## WHAT THE TASK REQUIRES
Exact copies of all the records are to be output.

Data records
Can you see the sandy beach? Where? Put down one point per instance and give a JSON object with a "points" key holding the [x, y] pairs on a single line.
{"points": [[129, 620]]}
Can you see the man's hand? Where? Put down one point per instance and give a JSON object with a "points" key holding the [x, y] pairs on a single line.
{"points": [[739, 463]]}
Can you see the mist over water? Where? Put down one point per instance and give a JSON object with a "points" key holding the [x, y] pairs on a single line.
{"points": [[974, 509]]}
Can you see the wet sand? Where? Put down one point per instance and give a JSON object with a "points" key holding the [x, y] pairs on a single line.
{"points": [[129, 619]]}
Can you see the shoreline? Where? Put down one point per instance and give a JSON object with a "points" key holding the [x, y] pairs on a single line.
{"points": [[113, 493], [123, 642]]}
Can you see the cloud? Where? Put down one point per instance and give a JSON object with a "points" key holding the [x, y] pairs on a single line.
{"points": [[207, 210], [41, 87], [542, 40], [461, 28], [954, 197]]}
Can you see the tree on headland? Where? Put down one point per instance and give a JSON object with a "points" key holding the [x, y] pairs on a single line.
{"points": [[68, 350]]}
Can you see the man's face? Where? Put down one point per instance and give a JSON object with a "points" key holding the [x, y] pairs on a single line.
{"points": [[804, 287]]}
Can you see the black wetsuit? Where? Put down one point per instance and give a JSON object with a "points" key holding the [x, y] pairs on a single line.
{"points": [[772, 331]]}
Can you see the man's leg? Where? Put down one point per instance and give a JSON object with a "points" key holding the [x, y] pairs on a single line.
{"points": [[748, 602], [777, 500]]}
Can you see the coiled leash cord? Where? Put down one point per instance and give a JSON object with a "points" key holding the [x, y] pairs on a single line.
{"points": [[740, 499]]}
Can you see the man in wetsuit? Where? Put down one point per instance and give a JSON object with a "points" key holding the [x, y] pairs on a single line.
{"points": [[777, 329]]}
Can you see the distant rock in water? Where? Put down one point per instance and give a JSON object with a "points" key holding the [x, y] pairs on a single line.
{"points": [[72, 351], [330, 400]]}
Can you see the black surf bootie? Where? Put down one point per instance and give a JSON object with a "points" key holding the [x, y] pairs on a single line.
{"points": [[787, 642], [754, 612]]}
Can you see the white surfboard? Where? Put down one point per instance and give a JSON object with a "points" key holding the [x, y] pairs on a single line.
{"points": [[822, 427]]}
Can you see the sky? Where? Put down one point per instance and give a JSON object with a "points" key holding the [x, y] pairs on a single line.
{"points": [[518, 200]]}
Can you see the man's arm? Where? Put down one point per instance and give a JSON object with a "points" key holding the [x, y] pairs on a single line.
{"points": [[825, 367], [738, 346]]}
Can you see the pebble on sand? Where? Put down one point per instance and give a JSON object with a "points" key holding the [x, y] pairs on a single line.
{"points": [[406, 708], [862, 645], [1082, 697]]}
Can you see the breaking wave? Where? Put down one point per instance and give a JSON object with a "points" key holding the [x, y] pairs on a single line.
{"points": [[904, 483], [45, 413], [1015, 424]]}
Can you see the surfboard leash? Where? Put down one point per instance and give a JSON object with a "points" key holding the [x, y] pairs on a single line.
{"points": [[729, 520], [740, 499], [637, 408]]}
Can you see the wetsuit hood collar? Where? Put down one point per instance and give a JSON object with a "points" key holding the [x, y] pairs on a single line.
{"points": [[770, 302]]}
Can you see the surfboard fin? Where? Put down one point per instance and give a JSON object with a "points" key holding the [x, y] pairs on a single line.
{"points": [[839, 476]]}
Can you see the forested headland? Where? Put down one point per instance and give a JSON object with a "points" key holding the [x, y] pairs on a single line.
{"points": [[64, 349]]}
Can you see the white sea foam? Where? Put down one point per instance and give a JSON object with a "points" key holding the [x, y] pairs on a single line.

## RESPONSE
Can you see the sandy beach? Where? Put down one point per instance and give a JSON object with a "points" key holding the [x, y] pairs on a single line.
{"points": [[129, 620]]}
Can you see the man's hand? Where? Put down one point per instance and give a JSON object with a "points" key holding the [x, y] pairs on a single line.
{"points": [[739, 463]]}
Can you see the mist over water? Where? Put down one point per instance and give a JSON object with a "points" key holding the [x, y] pairs on a single line.
{"points": [[974, 509]]}
Can you see the wet sand? Where? Put down one point per instance and give a JSON object with a "points" key holding the [x, y] pairs on a single line.
{"points": [[129, 619]]}
Can you see the shoreline? Where? Put down one point per instance and give a JSON object with a "points" key holding the [x, y] pairs on a single line.
{"points": [[113, 493], [123, 642]]}
Can you see the cloud? Where? Put down one point per instance and give a JSON object with a "points" key holding the [x, y] pairs on a single line.
{"points": [[207, 210], [41, 87], [542, 40], [461, 28], [954, 197]]}
Can you see the tree on headland? Where? Put down one point per instance and give a JSON object with a "points" key holding the [x, y] pairs on a single line.
{"points": [[68, 350]]}
Can you see the man's face? Where? Put down one point per instance and give a JSON object with a "points" key holding the [x, y] pairs on a single line.
{"points": [[804, 287]]}
Can you see the black wetsuit? Where? Put down one point per instance and give a JSON object with a "points" key holding the [x, y] pairs on a single line.
{"points": [[772, 331]]}
Can you see the man's leg? Where? Put down one point per instance and give a JSON object with a "points" key holding the [x, y] pairs on a single line.
{"points": [[748, 602], [777, 500]]}
Can you see the coiled leash cord? Where? Put down one point per instance and give a JSON object with a "points" key holding the [x, y] pairs on a single line.
{"points": [[740, 499]]}
Can you see the man in wetsuit? Where? Put down one point per instance and give a JSON object with a "points" key holding the [x, y] pairs on a single line.
{"points": [[777, 329]]}
Can you see the distant rock in water? Where? Put down one point per instance and give a JSON object with a "points" key holding the [x, y] pairs on a single line.
{"points": [[72, 351], [330, 400]]}
Can you see the black surf bootie? Where? Put down one point per instance and give a JSON object with a "points" key holding the [x, y] pairs on a single line.
{"points": [[787, 642], [754, 612]]}
Can you see the white surfboard? Where? Put down one point per instance and give a JSON object with a "points" key holding the [x, y] pairs on a single line.
{"points": [[822, 427]]}
Can you see the sky? Where? Put down one point per instance and give a JSON object with a "points" key holding the [x, y] pairs on a single line.
{"points": [[518, 200]]}
Can you see the man's arm? Where? Put down one point per instance and give a JSON object with a "points" key holding the [x, y] pairs on a single line.
{"points": [[825, 367], [738, 346]]}
Can you see the pebble on sand? Where? Put down one point per instance and give a JSON object with a "points" key holding the [x, y] pairs on a single line.
{"points": [[406, 708], [862, 645], [1082, 697]]}
Can you see the breaking wave? Where? Put down one point per instance and give a JSON object with a "points" key holding the [x, y] pairs on a single line.
{"points": [[904, 483], [45, 413], [1015, 424]]}
Can you see the surfboard leash? Where? Put down one point per instance and give a JSON object with a "points" key holding the [x, y] pairs on a single line.
{"points": [[729, 520], [740, 499], [637, 408]]}
Can you see the wetsuit hood collar? Where? Put down one point per instance and give a JSON object with a "points" key holding the [x, y] pairs on a single line.
{"points": [[770, 302]]}
Can you see the surfboard fin? Where? Put down one point per instance and give a JSON object with a "points" key holding the [x, y] pairs on a single line.
{"points": [[839, 476]]}
Can you see the forested headland? Where? Put down one point per instance and give a JSON object with a "points" key holding the [x, y] pairs on a single line.
{"points": [[64, 349]]}
Can you see the white sea foam? Where? Put down one point per instance and give a JSON object with a "points" key holding the [x, y] pairs on a single line.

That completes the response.